**Extracted text**
Yet there are still many opinions within my profession who opt against the idea because of integrity, measurement and benchmarking concerns.  I acknowledge those concerns, but I think they are addressable through rigorous control mechanisms rather than taking away the incentives for precision, innovation, effectiveness and efficiency.

The issue is well addressed in the following article by Rima Evans, projects editor for CPO Agenda.   The pros and cons of bonus schemes are covered, together with an implementation checklist.  For those organizations who are not convinced of rewarding their champions of change, I hereby recommend this article to them.

“Because You’re Worth It

By Rima Evans

Procurement has been widely credited for showing its mettle during the downturn and delivering value to businesses, but has this been supported by adequate financial reward?

Amid the current period of fragile and uncertain recovery, now is not a great moment for pay rises – in fact, the latest CPO Agenda economic survey showed a considerable drop in the number of companies approving pay increases (from 25 per cent in May 2010 to 9 per cent in November 2010.) But bonuses may be an option for CPOs currently wanting to redefine or improve the way their teams are rewarded while having to adhere to strict mandates to keep salary bills under control.

**Assigned task 1**
Update the passage on procurement bonuses, starting with "The issue is" and going on through "article to them.", with "projects editor" changed to "features editor".
**Assigned task 2**
Answer these questions from the passage on procurement bonuses:
(a) What is Rima Evans's role?
(b) According to the latest CPO Agenda economic survey, what share of companies approved pay increases in November 2010?
(c) Besides the pros and cons of bonus schemes, what does the recommended article include?

[Collected data]
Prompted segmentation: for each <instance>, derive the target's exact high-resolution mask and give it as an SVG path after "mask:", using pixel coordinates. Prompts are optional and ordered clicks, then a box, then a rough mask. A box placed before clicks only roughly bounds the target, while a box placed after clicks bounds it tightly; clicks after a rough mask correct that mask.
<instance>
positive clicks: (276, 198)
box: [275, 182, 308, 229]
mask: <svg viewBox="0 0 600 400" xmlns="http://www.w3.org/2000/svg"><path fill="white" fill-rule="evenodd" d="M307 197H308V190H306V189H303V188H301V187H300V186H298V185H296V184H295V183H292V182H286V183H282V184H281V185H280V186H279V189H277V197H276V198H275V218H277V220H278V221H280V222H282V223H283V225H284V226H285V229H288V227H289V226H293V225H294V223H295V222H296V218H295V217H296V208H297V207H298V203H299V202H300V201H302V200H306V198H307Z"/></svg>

**Result 1**
The issue is well addressed in the following article by Rima Evans, features editor for CPO Agenda.   The pros and cons of bonus schemes are covered, together with an implementation checklist.  For those organizations who are not convinced of rewarding their champions of change, I hereby recommend this article to them.

**Result 2**
(a) Projects editor for CPO Agenda.
(b) 9 per cent.
(c) An implementation checklist.